** Start of SELECTED PASSAGE **

You are viewing a plain text version of this content. The canonical link for it is here.
Posted to users@kafka.apache.org by Hemanth Savasere <he...@gmail.com> on 2022/10/13 01:27:11 UTC

Entire Kafka Connect cluster stuck because of a stuck sink connector

We have stumbled upon an issue on a running cluster with multiple
source/sink connectors:

   1. One of our connectors was a JDBC sink connector connected to an SQL
   Server database (using the oracle JDBC driver).
   2. It turns out that the DB instance had a problem causing all queries
   to be stuck forever, which in turn made the start method of the connector
   hang forever.
   3. After some time, the entire Kafka Connect cluster was unavailable and
   the REST API was not responding giving {"error_code":500,"message":"Request
   timed out"} for most requests.
   4. Pausing (just before the deletion of the consumer group) or deleting
   the problematic connector allowed the cluster to run normally again.

We could reproduce the same issue by adding Thread.sleep(300000) in the
start method or in the put method of the ConnectorTask.

** End of SELECTED PASSAGE **

*EXERCISE PROMPT*. Reproduce the post from "Entire Kafka Connect cluster stuck" up to and including "hang forever.", renaming "oracle" as "Microsoft". Rely on the post alone.

** Start of EXTRACTED ENTRIES **

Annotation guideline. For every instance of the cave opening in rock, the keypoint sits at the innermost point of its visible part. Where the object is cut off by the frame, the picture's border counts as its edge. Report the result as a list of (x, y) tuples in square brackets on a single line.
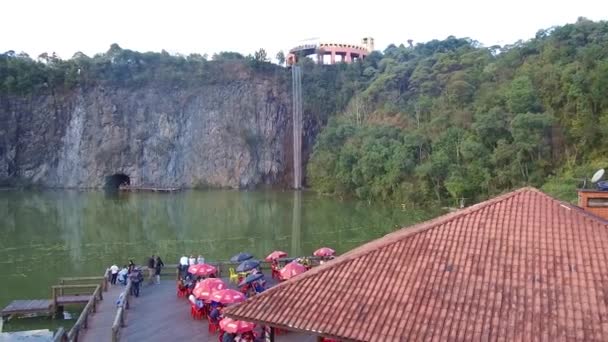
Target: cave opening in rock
[(114, 181)]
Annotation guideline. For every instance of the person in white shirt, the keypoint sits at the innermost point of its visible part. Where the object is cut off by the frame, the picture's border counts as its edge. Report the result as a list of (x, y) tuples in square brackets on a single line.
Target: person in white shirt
[(183, 265), (122, 275), (114, 271)]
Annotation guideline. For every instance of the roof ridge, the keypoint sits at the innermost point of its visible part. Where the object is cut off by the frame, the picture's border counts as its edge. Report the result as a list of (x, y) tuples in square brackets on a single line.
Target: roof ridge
[(390, 239)]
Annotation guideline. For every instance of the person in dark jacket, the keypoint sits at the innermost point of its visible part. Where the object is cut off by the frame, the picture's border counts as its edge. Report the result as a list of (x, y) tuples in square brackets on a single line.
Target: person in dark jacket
[(151, 269), (136, 277), (158, 266)]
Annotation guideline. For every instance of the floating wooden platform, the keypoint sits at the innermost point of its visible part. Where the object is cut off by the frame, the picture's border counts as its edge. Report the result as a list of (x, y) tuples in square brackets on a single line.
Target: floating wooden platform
[(147, 189), (19, 307), (66, 300)]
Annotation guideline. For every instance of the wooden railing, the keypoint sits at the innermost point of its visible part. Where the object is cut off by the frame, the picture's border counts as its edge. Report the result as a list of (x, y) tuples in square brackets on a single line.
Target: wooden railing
[(74, 280), (60, 335), (82, 321), (59, 290), (121, 313)]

** End of EXTRACTED ENTRIES **

*ANSWER TO THE EXERCISE*.
Entire Kafka Connect cluster stuck because of a stuck sink connector

We have stumbled upon an issue on a running cluster with multiple
source/sink connectors:

   1. One of our connectors was a JDBC sink connector connected to an SQL
   Server database (using the Microsoft JDBC driver).
   2. It turns out that the DB instance had a problem causing all queries
   to be stuck forever, which in turn made the start method of the connector
   hang forever.